• **Set problem**
Can you write out the records again, starting at the line containing "LOOKUP steel cable" and ending at the line containing "[168,441,469,819]", with the requests kept unchanged and every bounding-box coordinate offset by -37?

• **Given records**
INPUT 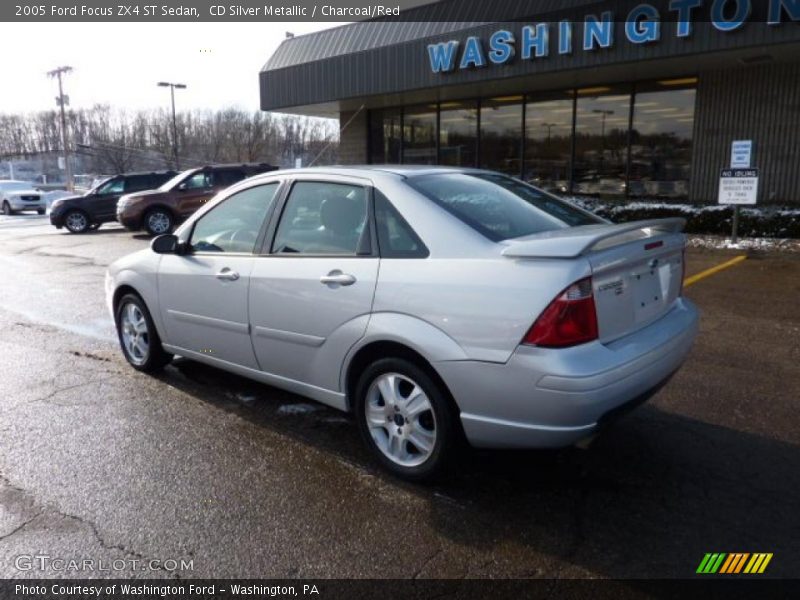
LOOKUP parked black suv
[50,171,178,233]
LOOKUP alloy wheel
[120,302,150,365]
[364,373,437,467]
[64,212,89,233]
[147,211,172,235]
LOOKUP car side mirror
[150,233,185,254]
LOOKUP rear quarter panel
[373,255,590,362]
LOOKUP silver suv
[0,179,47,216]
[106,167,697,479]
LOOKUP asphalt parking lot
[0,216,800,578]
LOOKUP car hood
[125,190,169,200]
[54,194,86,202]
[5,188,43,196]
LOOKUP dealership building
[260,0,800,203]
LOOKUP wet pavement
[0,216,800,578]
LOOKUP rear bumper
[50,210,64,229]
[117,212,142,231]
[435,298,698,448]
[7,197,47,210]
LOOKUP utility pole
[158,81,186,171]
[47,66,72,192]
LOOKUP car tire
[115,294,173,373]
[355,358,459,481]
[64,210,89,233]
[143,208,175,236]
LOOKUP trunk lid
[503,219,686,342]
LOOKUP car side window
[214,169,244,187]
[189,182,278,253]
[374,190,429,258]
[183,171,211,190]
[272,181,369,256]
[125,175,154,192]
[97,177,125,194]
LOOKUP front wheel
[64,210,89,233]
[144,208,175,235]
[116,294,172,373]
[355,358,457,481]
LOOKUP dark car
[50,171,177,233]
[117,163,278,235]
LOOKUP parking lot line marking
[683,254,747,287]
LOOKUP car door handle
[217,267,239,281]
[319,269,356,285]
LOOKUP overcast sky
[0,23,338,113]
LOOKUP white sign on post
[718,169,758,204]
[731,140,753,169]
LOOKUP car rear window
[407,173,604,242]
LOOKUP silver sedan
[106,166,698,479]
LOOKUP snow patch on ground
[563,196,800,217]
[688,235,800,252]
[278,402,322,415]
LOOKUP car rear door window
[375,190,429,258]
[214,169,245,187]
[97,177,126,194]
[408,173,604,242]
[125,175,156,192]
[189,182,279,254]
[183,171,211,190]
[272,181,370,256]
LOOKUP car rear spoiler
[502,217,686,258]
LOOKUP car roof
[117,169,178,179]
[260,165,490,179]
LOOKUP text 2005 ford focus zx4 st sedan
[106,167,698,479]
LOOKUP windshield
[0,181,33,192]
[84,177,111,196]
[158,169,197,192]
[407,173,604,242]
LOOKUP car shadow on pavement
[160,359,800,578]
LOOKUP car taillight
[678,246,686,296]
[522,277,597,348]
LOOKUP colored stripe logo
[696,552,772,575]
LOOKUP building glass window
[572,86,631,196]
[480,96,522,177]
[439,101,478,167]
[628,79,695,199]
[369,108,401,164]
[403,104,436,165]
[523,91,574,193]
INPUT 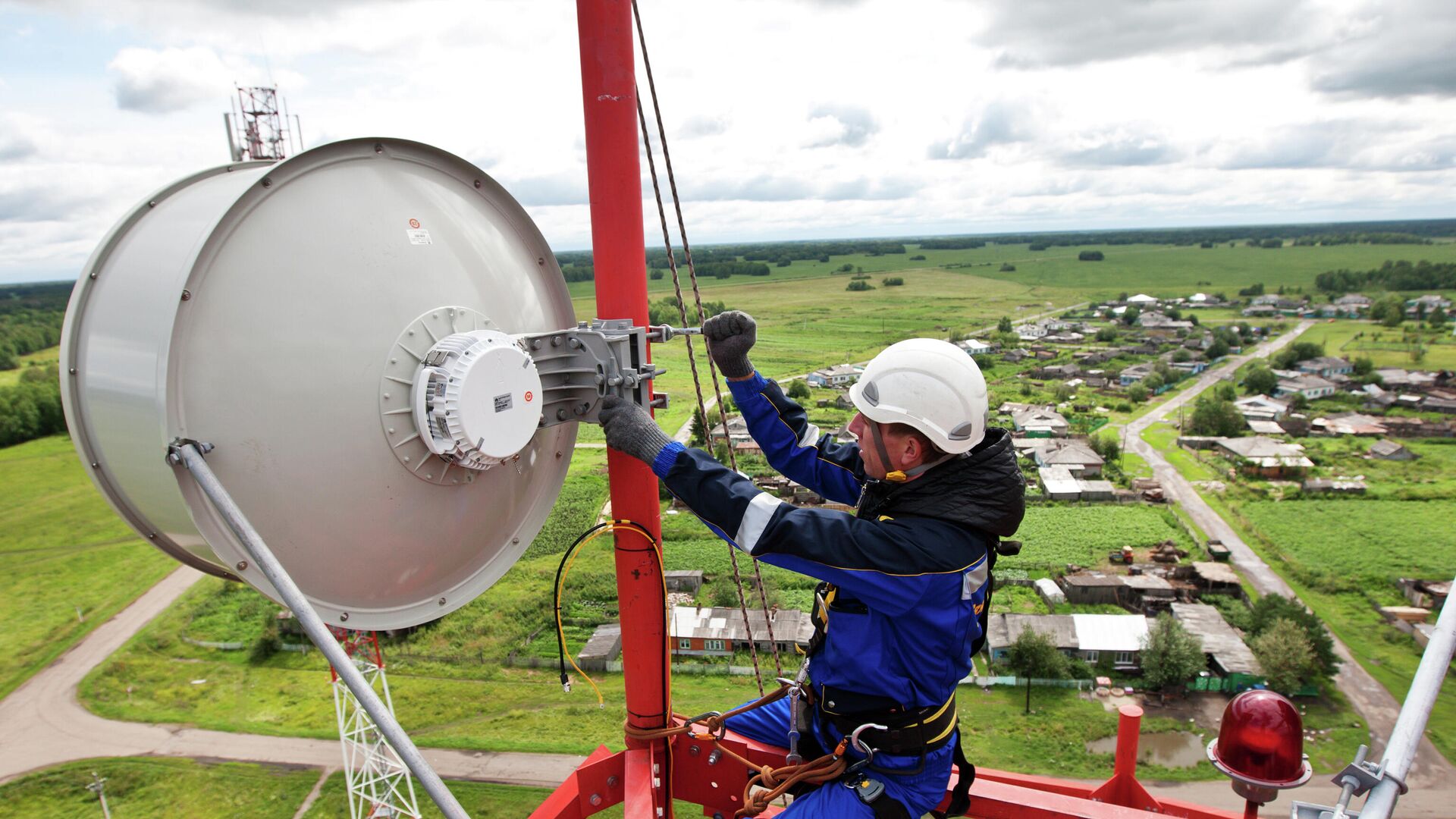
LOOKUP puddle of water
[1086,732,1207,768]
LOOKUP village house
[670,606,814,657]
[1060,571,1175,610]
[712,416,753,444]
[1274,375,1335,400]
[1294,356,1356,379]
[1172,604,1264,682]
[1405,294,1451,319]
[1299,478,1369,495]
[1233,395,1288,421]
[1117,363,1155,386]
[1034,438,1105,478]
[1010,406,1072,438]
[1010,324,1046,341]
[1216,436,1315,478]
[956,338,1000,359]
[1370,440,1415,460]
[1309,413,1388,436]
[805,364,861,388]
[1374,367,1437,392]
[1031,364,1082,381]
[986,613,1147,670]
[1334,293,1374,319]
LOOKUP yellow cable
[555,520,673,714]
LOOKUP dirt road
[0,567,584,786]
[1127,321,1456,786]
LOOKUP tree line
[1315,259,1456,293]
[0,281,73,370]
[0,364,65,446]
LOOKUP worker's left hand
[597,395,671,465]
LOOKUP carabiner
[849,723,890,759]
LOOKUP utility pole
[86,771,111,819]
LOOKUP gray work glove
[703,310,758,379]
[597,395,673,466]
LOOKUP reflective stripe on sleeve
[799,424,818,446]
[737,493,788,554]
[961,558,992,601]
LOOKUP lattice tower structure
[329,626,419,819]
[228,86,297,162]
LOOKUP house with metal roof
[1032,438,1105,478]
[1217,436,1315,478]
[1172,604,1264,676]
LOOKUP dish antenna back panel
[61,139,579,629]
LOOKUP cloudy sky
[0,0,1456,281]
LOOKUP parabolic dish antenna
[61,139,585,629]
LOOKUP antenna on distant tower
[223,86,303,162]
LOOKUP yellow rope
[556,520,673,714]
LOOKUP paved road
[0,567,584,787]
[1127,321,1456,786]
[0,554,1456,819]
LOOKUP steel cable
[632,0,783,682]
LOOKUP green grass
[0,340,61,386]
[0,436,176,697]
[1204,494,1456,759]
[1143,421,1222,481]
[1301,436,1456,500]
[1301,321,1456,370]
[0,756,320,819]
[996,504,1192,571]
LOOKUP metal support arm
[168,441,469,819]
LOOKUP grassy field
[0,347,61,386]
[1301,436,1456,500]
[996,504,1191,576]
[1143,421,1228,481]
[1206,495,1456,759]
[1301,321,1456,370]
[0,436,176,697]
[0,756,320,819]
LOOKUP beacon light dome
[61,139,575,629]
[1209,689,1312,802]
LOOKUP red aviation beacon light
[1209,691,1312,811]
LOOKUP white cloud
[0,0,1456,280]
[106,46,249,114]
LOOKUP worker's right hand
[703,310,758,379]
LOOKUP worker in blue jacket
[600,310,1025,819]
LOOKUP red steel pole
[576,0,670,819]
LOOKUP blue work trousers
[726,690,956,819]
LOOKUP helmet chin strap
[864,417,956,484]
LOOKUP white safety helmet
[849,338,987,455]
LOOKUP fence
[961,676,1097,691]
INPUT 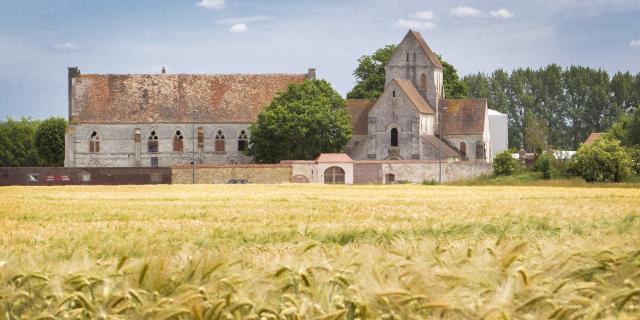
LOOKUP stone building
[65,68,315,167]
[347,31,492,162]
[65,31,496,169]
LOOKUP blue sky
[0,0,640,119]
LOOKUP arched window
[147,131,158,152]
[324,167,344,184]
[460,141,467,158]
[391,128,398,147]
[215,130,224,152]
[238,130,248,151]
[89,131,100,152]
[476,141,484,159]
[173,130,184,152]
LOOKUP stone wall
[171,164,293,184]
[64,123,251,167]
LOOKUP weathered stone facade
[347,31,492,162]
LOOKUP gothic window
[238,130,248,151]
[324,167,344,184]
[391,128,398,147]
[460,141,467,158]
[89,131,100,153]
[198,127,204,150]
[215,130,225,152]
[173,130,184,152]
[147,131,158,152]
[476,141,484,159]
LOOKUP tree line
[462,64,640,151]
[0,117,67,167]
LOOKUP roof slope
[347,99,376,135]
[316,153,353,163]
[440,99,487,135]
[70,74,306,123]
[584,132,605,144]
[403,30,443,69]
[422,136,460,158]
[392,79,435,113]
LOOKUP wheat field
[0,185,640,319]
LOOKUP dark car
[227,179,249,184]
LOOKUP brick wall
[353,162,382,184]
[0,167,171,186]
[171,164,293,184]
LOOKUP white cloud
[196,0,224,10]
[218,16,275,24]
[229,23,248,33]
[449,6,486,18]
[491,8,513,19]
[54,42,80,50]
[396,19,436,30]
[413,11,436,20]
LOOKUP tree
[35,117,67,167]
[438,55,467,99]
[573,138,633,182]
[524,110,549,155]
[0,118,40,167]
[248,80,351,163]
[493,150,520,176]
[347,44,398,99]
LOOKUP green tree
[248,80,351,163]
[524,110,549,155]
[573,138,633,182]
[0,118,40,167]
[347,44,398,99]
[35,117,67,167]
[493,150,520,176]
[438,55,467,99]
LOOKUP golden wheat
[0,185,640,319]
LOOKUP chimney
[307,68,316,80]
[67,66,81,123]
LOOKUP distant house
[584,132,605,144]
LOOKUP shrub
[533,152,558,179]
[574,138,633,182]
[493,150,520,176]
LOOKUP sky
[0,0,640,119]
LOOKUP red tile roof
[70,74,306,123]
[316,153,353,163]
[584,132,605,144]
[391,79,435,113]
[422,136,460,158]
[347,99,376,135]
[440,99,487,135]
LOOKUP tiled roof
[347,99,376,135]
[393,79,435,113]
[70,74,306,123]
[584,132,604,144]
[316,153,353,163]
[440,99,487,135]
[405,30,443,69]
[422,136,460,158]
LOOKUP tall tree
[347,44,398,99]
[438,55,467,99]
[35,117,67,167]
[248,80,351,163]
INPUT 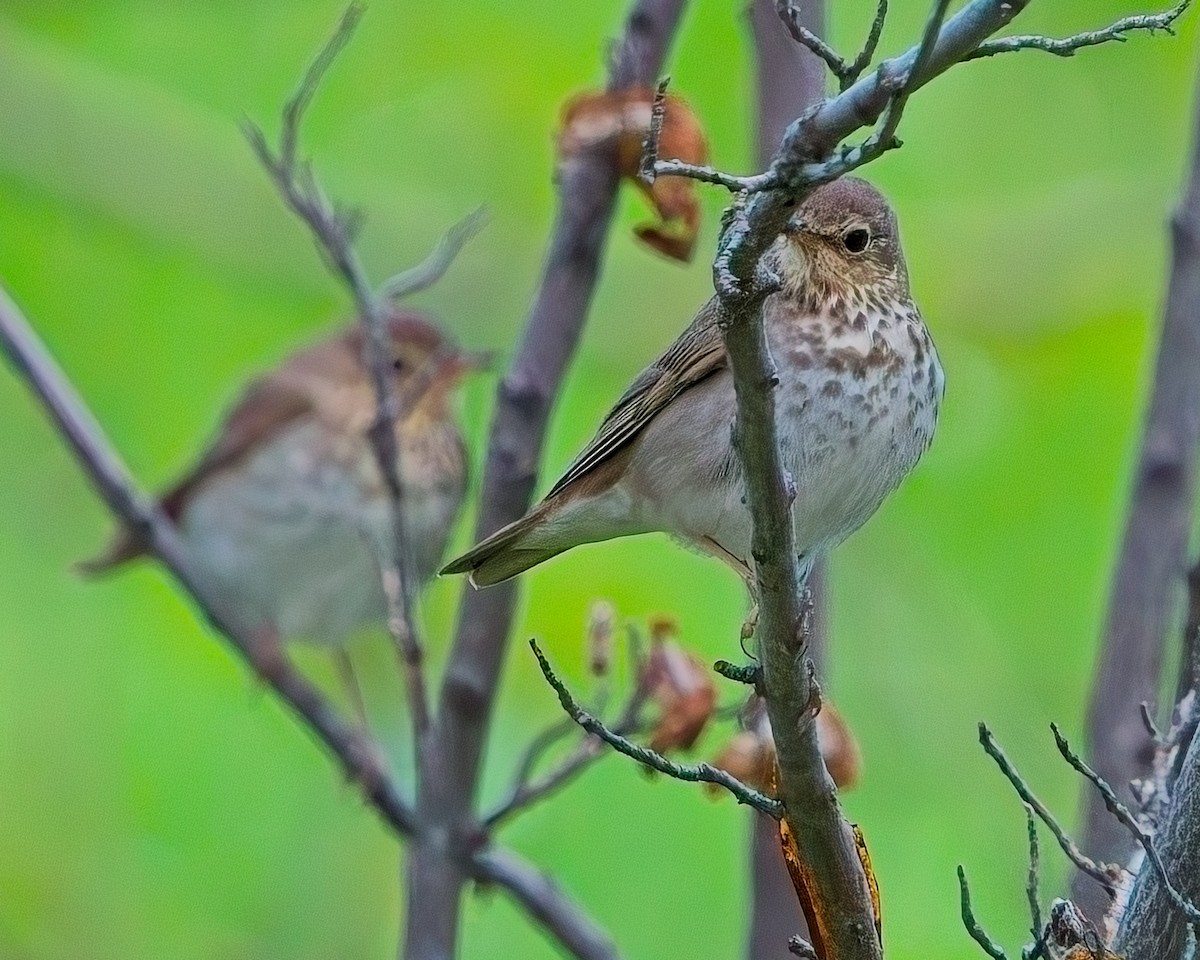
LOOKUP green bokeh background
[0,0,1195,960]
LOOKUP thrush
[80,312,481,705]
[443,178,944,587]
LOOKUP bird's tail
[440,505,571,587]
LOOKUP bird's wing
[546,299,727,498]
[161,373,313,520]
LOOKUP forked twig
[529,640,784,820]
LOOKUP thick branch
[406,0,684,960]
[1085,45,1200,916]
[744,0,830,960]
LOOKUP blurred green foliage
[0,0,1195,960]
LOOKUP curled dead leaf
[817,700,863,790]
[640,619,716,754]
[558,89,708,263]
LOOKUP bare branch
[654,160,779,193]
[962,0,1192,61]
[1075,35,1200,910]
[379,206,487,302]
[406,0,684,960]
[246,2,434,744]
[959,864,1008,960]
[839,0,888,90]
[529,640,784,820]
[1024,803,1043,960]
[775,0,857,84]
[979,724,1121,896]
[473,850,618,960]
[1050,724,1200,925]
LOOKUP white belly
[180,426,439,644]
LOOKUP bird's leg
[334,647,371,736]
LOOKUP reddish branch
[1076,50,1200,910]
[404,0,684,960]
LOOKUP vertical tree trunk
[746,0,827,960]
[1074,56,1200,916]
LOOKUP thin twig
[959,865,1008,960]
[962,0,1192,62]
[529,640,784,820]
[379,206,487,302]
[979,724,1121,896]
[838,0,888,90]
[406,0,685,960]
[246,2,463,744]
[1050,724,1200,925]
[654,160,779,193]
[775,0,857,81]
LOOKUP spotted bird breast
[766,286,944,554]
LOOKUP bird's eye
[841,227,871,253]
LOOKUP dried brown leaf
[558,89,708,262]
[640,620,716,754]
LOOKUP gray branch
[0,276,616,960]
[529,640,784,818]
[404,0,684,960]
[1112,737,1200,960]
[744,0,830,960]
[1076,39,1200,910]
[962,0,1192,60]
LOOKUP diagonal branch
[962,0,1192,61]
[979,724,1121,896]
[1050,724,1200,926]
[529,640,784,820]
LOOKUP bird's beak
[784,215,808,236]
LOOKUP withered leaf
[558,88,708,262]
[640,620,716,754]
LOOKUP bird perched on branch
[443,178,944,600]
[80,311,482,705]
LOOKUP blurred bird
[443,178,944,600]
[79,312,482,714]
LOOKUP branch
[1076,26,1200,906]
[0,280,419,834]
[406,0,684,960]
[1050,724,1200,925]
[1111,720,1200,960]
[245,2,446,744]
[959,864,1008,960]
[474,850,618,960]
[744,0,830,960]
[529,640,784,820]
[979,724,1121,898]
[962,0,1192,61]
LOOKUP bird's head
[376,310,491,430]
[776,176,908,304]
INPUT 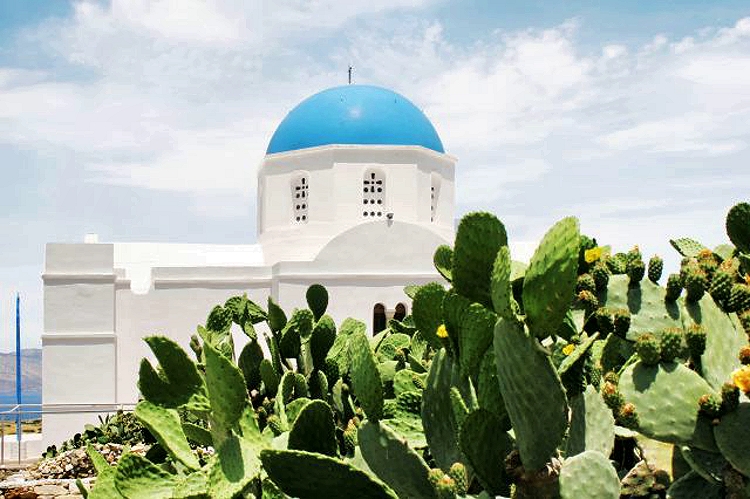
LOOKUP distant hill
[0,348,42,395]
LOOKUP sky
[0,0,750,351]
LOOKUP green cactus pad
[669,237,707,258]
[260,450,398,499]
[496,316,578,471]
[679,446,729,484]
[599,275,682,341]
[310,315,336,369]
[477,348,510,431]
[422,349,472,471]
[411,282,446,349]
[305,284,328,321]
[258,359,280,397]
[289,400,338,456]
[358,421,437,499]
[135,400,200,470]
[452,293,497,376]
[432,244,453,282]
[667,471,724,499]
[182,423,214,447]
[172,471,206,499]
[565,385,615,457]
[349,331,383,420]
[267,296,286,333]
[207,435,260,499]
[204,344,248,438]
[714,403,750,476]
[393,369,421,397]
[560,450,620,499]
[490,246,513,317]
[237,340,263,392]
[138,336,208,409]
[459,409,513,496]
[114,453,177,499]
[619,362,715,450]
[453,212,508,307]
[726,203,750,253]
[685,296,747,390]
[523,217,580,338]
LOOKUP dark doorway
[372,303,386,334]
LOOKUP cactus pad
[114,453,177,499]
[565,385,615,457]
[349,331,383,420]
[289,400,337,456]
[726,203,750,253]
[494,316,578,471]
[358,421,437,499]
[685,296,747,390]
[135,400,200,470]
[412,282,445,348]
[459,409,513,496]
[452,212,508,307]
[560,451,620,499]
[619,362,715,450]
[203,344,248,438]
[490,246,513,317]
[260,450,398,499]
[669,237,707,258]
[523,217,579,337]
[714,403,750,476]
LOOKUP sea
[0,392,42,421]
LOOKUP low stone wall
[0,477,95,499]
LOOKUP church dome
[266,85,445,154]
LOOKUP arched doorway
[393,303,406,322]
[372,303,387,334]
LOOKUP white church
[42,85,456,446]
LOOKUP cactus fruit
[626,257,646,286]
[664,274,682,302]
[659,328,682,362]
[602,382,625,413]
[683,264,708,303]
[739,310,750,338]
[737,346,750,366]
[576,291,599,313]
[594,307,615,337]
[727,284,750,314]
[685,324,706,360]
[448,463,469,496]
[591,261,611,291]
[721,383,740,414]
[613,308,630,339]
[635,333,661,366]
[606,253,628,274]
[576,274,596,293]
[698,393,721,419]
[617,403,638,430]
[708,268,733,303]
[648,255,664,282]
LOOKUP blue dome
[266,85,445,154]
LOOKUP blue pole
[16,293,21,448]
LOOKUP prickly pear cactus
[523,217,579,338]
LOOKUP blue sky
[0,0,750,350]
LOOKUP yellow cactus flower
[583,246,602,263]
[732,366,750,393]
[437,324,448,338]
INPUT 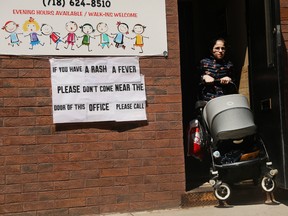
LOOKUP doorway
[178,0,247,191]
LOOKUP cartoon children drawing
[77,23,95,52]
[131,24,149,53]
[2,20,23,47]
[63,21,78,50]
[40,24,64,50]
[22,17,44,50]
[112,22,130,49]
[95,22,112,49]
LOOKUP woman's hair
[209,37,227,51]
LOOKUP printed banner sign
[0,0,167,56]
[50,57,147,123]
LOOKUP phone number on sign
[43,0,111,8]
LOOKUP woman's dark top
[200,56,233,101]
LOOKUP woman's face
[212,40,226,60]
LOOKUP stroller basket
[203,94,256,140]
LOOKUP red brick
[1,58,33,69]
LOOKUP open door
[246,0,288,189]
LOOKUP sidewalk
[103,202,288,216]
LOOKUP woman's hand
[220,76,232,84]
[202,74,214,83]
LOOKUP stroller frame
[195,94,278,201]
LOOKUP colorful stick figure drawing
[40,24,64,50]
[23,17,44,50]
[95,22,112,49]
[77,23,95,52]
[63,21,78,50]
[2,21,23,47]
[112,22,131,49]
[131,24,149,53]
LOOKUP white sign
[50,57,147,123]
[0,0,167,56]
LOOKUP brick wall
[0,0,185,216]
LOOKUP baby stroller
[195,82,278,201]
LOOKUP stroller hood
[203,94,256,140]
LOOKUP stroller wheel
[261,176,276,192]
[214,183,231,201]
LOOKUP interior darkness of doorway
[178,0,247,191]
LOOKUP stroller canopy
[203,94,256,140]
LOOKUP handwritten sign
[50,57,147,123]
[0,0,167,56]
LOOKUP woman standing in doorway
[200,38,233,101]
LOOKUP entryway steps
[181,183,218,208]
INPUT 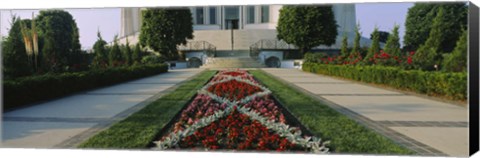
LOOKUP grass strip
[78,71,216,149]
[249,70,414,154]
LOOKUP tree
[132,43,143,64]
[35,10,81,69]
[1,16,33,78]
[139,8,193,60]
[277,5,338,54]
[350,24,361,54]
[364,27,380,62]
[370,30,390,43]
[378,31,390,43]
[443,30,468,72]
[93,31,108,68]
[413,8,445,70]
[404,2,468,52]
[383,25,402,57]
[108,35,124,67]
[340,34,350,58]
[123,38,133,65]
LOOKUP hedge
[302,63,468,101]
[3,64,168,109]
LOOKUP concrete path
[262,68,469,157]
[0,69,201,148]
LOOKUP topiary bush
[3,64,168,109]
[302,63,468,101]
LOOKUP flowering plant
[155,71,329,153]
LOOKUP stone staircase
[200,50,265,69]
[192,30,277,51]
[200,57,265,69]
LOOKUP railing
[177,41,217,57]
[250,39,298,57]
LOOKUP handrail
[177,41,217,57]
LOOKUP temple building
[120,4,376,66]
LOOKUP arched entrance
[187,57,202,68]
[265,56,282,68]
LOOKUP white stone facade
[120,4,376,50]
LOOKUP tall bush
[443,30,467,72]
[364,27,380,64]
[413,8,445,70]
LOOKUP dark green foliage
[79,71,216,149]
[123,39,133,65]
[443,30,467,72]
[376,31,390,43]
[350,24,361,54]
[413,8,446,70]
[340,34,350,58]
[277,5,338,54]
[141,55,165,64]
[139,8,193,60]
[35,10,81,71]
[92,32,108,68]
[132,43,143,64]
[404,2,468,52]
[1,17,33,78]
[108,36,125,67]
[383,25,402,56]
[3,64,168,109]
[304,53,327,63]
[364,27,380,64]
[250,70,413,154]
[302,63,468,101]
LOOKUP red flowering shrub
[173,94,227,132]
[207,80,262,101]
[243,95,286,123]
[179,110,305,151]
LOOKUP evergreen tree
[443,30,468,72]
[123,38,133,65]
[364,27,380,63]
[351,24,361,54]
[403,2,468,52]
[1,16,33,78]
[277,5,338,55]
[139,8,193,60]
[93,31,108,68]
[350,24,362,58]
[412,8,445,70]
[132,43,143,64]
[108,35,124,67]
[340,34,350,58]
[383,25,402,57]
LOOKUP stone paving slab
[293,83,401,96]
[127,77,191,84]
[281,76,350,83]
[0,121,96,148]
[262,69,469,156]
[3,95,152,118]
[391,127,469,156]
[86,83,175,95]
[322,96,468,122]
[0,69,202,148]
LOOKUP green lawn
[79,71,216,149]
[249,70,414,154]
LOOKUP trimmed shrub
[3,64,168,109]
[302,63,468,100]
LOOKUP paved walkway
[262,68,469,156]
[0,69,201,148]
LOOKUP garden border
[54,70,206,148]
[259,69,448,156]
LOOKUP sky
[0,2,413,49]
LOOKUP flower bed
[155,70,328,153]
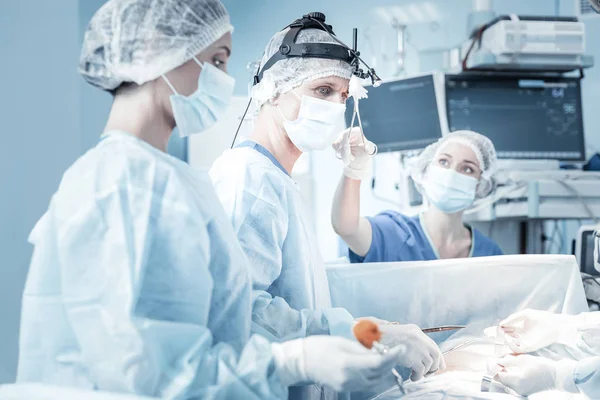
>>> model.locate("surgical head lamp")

• **Written solution**
LOOKUP steel cable
[595,-37,746,645]
LOOKUP green grass
[-37,303,24,349]
[-37,399,139,660]
[1167,457,1419,722]
[1106,384,1185,444]
[1264,399,1419,463]
[1264,284,1419,333]
[-37,719,283,782]
[959,467,1155,534]
LOOKUP metal support arm
[131,404,432,782]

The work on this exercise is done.